— FRAGMENTO EXTRAÍDO —
· · · · ·

Pues la contemplación no es otra cosa que la posesión o recepción del objeto contemplado en el que contempla, y una cierta fusión y asimilación de los términos.

De esta manera, la castidad sortearía la distracción erótica hacia la creatura, concentrando el eros totalmente en el objeto contemplado.

La pobreza evitaría la solicitud dispersiva por los bienes múltiples, para codiciar completamente el único bien eidético.

Y la obediencia es la subyugación total de la voluntad a la forma contemplada, franqueando per saltum, cualquier disyunción deliberativa.

Sería un interesante experimento meditar el Evangelio en esta clave metafísica, como soporte iniciático para la liberación de todo condicionamiento individual y adecuación a la suprema identidad.

La vía ordinaria no exime del peso de la carne y miserias del espíritu; pero convierte estos inconvenientes en una especie de camuflaje testimonial, de riesgosa y heroica aventura, afrontada en medio de una derelicción y precariedad existencial, que nos resguarda de toda ilusión iluminista.

· · · · ·

Registros de datos
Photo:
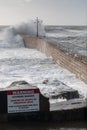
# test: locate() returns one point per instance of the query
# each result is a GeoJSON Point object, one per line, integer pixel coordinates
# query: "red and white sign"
{"type": "Point", "coordinates": [23, 101]}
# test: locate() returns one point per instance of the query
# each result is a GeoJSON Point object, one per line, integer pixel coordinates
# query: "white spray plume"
{"type": "Point", "coordinates": [12, 35]}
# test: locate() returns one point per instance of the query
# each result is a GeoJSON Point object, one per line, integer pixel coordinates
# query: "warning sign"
{"type": "Point", "coordinates": [23, 101]}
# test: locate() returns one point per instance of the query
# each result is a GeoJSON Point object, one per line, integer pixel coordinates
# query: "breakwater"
{"type": "Point", "coordinates": [63, 59]}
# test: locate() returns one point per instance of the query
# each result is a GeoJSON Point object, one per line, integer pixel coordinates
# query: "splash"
{"type": "Point", "coordinates": [12, 36]}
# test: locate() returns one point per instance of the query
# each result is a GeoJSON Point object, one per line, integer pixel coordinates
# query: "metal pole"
{"type": "Point", "coordinates": [37, 25]}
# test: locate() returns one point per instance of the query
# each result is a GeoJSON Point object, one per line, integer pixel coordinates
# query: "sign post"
{"type": "Point", "coordinates": [23, 101]}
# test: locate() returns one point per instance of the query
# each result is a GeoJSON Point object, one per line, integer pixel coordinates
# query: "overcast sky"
{"type": "Point", "coordinates": [52, 12]}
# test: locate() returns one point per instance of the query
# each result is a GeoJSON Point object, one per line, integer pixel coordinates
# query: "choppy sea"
{"type": "Point", "coordinates": [20, 63]}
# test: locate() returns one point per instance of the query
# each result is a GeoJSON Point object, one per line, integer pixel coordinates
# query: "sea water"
{"type": "Point", "coordinates": [19, 63]}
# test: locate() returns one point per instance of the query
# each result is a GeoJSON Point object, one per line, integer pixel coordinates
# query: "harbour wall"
{"type": "Point", "coordinates": [63, 59]}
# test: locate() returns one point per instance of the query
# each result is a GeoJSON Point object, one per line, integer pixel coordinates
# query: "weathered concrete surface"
{"type": "Point", "coordinates": [63, 59]}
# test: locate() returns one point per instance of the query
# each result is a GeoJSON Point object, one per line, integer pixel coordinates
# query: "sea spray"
{"type": "Point", "coordinates": [11, 37]}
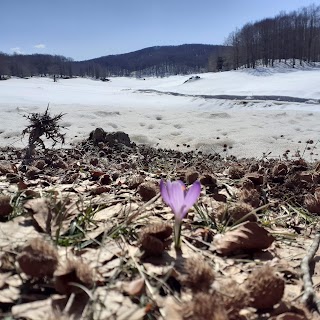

· · · · ·

Prosiga el fragmento sobre la contemplación y la castidad, la pobreza y la obediencia a partir de su última oración.

— RESPUESTA —
Pero el que busca la verdad como adecuación de la cosa y el intelecto, se encuentra en la vía real, aunque tenga la sensación de que patina en el barro.

Y la ascesis evangélica nos debe centrar una y otra vez en la huella y orientarnos en las tinieblas de las figuras penumbrosas.

No debe confundirse el estudio a la contemplación con su fruto, que se alcanzará pleno cuando seamos liberados de las condiciones del presente estado de vía.

Aquí y ahora, toca la preparación anagógica o promocional catártica para la futura visión límpida e irrestricta.

Este es el momento de acariciar piadosos los símbolos enigmáticos y hacernos sus adeptos.

Y de esta manera podemos entender metafísicamente otra sentencia del Señor: “no vine a salvar justos, sino pecadores”, si entendemos “pecadores” como “extraviados”, que hay que reconducir a la senda de la luz.

La justificación moral es una instancia “removens prohibens” que remueve los impedimentos distorsivos del foco luminoso.

Pero bien puede convivir la proclividad a los condicionamientos centrífugos y disolventes del pecado, con la convicción anagógica decidida y renovada hacia el Logos.

Es el laberinto de la existencia que nos toca transitar en argonáutica navegación.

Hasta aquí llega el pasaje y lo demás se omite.